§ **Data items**
┄┄┄┄┄┄┄┄┄┄
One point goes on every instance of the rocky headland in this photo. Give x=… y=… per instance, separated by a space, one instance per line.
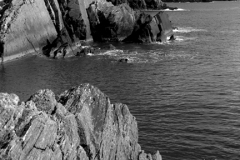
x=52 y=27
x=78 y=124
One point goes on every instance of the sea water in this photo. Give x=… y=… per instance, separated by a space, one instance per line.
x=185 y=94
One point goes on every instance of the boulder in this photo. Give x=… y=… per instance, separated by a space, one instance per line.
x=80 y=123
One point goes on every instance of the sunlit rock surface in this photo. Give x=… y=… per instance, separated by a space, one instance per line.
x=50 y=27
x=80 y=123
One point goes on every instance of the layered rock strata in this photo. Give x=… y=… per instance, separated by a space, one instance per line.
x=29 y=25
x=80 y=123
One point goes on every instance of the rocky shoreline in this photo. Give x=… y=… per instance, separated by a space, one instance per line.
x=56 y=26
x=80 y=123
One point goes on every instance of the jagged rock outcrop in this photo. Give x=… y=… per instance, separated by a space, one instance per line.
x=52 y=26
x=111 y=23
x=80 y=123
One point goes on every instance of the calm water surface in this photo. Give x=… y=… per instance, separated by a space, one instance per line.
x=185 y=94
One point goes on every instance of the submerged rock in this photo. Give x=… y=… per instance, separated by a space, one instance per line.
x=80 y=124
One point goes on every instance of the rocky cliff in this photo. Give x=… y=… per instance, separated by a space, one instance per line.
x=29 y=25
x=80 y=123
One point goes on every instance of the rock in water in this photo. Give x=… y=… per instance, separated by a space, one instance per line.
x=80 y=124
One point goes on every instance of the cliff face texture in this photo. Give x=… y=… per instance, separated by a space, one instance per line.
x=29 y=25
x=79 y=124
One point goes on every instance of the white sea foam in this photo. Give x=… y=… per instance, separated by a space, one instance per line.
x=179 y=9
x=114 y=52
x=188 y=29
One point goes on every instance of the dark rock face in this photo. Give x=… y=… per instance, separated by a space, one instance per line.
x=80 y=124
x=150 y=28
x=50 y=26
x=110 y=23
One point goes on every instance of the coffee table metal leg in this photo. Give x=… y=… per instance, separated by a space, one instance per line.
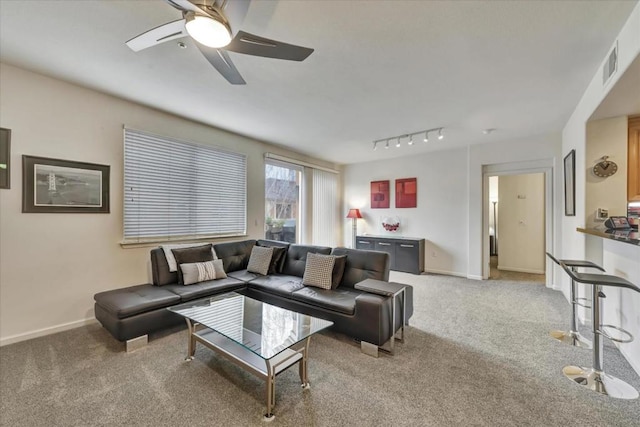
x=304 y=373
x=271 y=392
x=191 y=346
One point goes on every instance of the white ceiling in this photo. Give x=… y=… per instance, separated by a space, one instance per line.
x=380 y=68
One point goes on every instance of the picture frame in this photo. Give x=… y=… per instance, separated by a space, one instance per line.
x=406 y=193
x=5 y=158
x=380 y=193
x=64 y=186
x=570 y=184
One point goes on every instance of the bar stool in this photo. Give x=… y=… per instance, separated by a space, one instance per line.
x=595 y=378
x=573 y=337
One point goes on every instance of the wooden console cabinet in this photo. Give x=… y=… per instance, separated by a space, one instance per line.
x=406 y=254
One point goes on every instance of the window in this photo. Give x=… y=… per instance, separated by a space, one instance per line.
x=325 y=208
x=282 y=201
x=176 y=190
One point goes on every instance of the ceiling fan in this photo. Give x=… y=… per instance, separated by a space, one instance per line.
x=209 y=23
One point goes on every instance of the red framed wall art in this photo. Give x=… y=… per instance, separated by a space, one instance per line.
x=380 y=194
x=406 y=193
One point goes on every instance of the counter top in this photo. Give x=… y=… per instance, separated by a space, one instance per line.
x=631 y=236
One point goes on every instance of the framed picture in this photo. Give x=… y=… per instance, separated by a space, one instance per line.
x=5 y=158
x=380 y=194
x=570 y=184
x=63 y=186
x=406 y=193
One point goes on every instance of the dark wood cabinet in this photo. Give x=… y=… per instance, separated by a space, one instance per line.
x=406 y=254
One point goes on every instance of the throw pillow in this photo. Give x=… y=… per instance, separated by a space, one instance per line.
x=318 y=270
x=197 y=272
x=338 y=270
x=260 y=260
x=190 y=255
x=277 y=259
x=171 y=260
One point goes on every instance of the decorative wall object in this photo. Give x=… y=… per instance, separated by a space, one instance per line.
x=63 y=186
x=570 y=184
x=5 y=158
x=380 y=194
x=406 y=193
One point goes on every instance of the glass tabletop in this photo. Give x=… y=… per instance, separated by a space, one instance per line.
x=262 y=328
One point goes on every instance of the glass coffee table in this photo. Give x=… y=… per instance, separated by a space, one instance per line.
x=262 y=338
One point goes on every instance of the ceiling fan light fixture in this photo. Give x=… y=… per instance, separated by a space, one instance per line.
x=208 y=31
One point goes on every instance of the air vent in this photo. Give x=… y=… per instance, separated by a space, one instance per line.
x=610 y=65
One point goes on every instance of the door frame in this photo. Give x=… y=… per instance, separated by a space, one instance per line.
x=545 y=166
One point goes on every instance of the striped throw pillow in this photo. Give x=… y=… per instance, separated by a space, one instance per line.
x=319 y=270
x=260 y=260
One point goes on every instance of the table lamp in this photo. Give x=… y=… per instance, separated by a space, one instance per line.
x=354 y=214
┄┄┄┄┄┄┄┄┄┄
§ **What is being asked**
Return all records verbatim and drop the pictures.

§ **Answer space**
One point goes on every instance of the rocky headland in this photo. Give x=… y=… per instance, separated by a space, one instance per line.
x=52 y=27
x=78 y=124
One point goes on every instance of the sea water in this photo. Give x=… y=… per instance, separated by a space, one instance per line.
x=185 y=94
One point goes on every instance of the boulder in this photo. Give x=… y=… per instance, separated by a space, one instance per line.
x=80 y=123
One point goes on every instance of the sunlit rock surface in this photo. Give x=… y=… per instance, separated by a space, one instance per line.
x=50 y=27
x=80 y=123
One point goes on every instance of the layered rock strata in this photo. Give x=… y=… per instance, separated by a space, one instance per line.
x=29 y=25
x=80 y=123
One point goes on every instance of the rocky shoreline in this photo. Give x=… y=… per instance, separated by a space, one instance per line.
x=56 y=26
x=80 y=123
One point goes on every instance of the jagged rock outcrop in this photo. Give x=… y=… per instance, separated by a space, one instance per line.
x=52 y=26
x=111 y=23
x=80 y=123
One point goes on every instance of the calm water surface in this photo. Give x=… y=… per instance, separated by a space, one instance per line.
x=185 y=94
One point goes on every instance of the submerged rock in this photo. Give x=… y=… per instance, separated by a space, one instance per line.
x=80 y=124
One point goes on every instance of the rocky cliff in this photo. Give x=… y=… per instance, separated by a space, one instance per line.
x=29 y=25
x=80 y=123
One point goes on every instance of the rock in water in this photo. Give x=… y=… per instance, separated by a space, one instance per line.
x=80 y=124
One point goes on every instance of the cliff face texture in this photo. Give x=… y=… per instance, separated by a space, one instance per line.
x=29 y=25
x=79 y=124
One point goes on every instance of the white sea foam in this photo. Give x=… y=… per instance, separated by a space, one instance per line.
x=179 y=9
x=114 y=52
x=188 y=29
One point goes on every instance of the dark rock face in this photo. Give x=… y=… per instance, separated by a space, one instance per line.
x=80 y=124
x=150 y=28
x=50 y=26
x=110 y=23
One point goes on every instance of the coffee table metal leg in this photo. Give x=… y=… per instance, separated by a space, one instance per line.
x=304 y=373
x=271 y=392
x=191 y=346
One point goes on every instance of the white ceiling in this photo. Give x=… y=… per instance, separated by a space, one instance per line.
x=380 y=68
One point goes on every instance of the picture frame in this photo. Give x=… y=… per instance, separated by a space, one instance per line.
x=406 y=193
x=5 y=158
x=380 y=193
x=64 y=186
x=570 y=184
One point goes on every instance of the bar stool in this photo. Give x=… y=… per instance, separated by a space, one instance per line.
x=595 y=378
x=573 y=337
One point goes on every instance of the wooden console cabinet in this photo. Give x=… y=… per instance, separated by a space, one instance per line.
x=406 y=254
One point goes on every instance of the window in this photo. Give x=… y=… per instance, separated by a space, one instance per line.
x=325 y=208
x=282 y=201
x=176 y=190
One point goes on every instance of the ceiling fan in this photo. Give x=… y=… per instance, separated by a space, one instance per line.
x=209 y=23
One point goes on every instance of the red framed wall art in this photo. Give x=… y=… per instance, separated by a space, one instance per line.
x=380 y=194
x=406 y=193
One point goes on every instance of the counter top in this photo. Give x=… y=… per instance, separated by a space, one instance per line.
x=631 y=236
One point goes on every instance of the framed picture in this photo. Give x=… y=… per instance, separated by a space, one instance per line.
x=5 y=158
x=380 y=194
x=570 y=184
x=63 y=186
x=406 y=193
One point goes on every instance of the dark wood cabinet in this photo. Give x=… y=… per instance, separated by a space, one instance per line.
x=406 y=254
One point goes on every instance of the throw pillow in this photo. Give x=… y=… per instance, separated by a space, one instance per line.
x=318 y=270
x=197 y=272
x=338 y=270
x=260 y=260
x=190 y=255
x=277 y=259
x=171 y=260
One point goes on every instance of the decorative wall object in this photo. Give x=… y=… per instance, separated by a space, one instance per line.
x=63 y=186
x=570 y=184
x=5 y=158
x=380 y=194
x=406 y=193
One point goes on every instance of the glass tabletop in this photo. Give x=… y=… per instance, separated by a space, one instance per line.
x=262 y=328
One point goes on every instance of the glass coffee table in this photo. Give x=… y=… per instance, separated by a space, one instance per line.
x=262 y=338
One point goes on every instance of the ceiling fan light fixture in this photo. Give x=… y=… per instance, separated by a space, one instance per line.
x=208 y=31
One point goes on every instance of the air vent in this photo. Give x=… y=… per instance, separated by a space, one instance per line.
x=610 y=65
One point goes on every instance of the door frame in this photo. Give x=… y=… per instance, separated by a space, one instance per line.
x=545 y=166
One point goes on every instance of the striped throw pillow in this photo. Give x=… y=… per instance, separated by a space, one instance per line.
x=319 y=270
x=260 y=260
One point goes on every instance of the table lamp in this photo. Give x=… y=… per instance, separated by a space, one instance per line.
x=354 y=214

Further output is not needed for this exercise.